[Exercise directions]:
The records below must be retyped exactly.

[Excerpted data]:
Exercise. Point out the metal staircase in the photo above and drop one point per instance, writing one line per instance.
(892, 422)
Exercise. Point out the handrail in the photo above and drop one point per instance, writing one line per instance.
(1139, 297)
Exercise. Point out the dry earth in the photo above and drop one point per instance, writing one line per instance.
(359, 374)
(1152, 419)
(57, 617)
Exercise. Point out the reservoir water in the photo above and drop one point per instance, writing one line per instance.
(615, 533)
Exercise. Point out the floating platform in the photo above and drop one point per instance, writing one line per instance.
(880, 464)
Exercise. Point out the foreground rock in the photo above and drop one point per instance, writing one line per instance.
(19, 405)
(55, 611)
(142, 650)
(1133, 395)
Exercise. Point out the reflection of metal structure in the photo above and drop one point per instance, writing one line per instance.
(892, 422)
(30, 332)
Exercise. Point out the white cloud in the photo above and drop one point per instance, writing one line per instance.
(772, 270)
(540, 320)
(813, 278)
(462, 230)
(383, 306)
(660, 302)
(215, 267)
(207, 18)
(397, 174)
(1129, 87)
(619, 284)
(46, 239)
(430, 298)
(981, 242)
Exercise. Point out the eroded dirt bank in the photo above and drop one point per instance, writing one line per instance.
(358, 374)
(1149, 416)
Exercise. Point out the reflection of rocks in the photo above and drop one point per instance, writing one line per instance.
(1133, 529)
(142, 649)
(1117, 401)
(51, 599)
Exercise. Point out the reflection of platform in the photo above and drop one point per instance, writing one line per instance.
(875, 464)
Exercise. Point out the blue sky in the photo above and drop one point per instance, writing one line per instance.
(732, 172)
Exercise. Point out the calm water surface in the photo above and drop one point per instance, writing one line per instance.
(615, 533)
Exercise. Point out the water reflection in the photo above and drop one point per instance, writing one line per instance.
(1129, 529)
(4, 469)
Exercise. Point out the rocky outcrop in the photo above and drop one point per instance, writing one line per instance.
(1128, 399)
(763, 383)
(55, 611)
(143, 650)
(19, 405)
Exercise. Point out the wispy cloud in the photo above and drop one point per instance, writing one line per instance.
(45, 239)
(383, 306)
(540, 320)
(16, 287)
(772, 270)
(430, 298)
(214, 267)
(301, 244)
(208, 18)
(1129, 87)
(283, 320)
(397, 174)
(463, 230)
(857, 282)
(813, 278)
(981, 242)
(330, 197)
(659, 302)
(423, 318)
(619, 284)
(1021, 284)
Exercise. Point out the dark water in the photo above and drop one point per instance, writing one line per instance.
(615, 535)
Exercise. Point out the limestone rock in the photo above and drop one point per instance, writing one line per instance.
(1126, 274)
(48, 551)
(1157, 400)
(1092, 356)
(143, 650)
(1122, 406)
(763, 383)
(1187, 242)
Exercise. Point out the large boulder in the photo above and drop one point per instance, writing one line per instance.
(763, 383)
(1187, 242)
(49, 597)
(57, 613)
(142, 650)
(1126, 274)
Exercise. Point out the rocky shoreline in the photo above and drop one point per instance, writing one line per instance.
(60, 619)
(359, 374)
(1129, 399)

[Exercise solution]:
Exercise. Point out the metal staircase in the photo above and drop one point per instance, writing one line per instance.
(892, 422)
Exercise. Point out the handrail in the photo above and drop one point per instance, writing one line per instance.
(1139, 297)
Exercise. Point out the dry earth in the photo above and drop one point per instance, writing one line per instance.
(359, 374)
(1152, 419)
(57, 617)
Exercise. Point out the reservoir water in the photo above and drop one point per instance, writing one line per instance.
(615, 533)
Exercise. Point out the floating platform in the photo above and drop one point per instance, writing one line per instance.
(880, 464)
Exercise. Point out the foreground rock in the photo above and drop one point per instance, writing one line per instance.
(19, 405)
(55, 611)
(142, 650)
(1133, 395)
Exercise. Point out the reflection of metal structure in the photo above and drop one point per instance, writing one line per instance.
(892, 422)
(30, 332)
Exercise. Point out the white cloud in the photo above and drop one point per instance, writing one line per instance.
(772, 270)
(540, 320)
(813, 278)
(462, 230)
(383, 306)
(660, 302)
(215, 267)
(207, 18)
(397, 174)
(1129, 87)
(619, 284)
(46, 239)
(430, 298)
(981, 242)
Exercise. Point out the eroded dirt bank in the photo above and drop one point per instance, writing one line per instance.
(358, 374)
(1149, 416)
Exercise. Point out the reflection of rocks in the photo above and drop one point per instance, writing one line per instance.
(1133, 529)
(142, 649)
(1117, 401)
(51, 599)
Exercise. Point out the reflection of platform in the photo above and drop one point per instance, writing one line per instance.
(875, 464)
Exercise. Point out the blue sky in the photo above and drop one point per instance, writing one line per instance.
(732, 172)
Exercise. Point out the calm water surface in the photo above and drop one point per instance, writing one line per instance.
(615, 533)
Exercise. Point out the water reflection in the photo above and drop one point per instance, writing one line per instance.
(1129, 529)
(4, 469)
Exercise. Point out the rocky outcrop in the photo above and drop one point per instance, writing one line per instance.
(1128, 399)
(763, 383)
(55, 611)
(143, 650)
(19, 405)
Exercise. Point out the wispy cloud in the photo above and drop one point per instance, writing one line per instance.
(45, 239)
(383, 306)
(540, 320)
(16, 287)
(772, 270)
(430, 298)
(214, 267)
(301, 244)
(208, 18)
(1129, 87)
(283, 320)
(397, 174)
(463, 230)
(857, 282)
(813, 278)
(981, 242)
(330, 197)
(659, 302)
(423, 318)
(619, 284)
(1021, 284)
Exercise. Point out the dark water in the photo above and drop one point per instance, writing one line per instance.
(615, 535)
Exercise. Point out the limestone rock in the photo above and drop one point per instance, writing one line per instance.
(1126, 274)
(48, 551)
(1157, 400)
(1092, 356)
(143, 650)
(1122, 406)
(763, 383)
(1187, 242)
Exercise. Point out the large boulder in the photo above and drop one point per instance, writing one line per instance.
(763, 383)
(1187, 242)
(49, 597)
(57, 613)
(142, 650)
(1126, 274)
Exercise. Point out the rocky shoreline in the photo above and drop one point per instance, writing one line per instance.
(60, 619)
(359, 374)
(1129, 399)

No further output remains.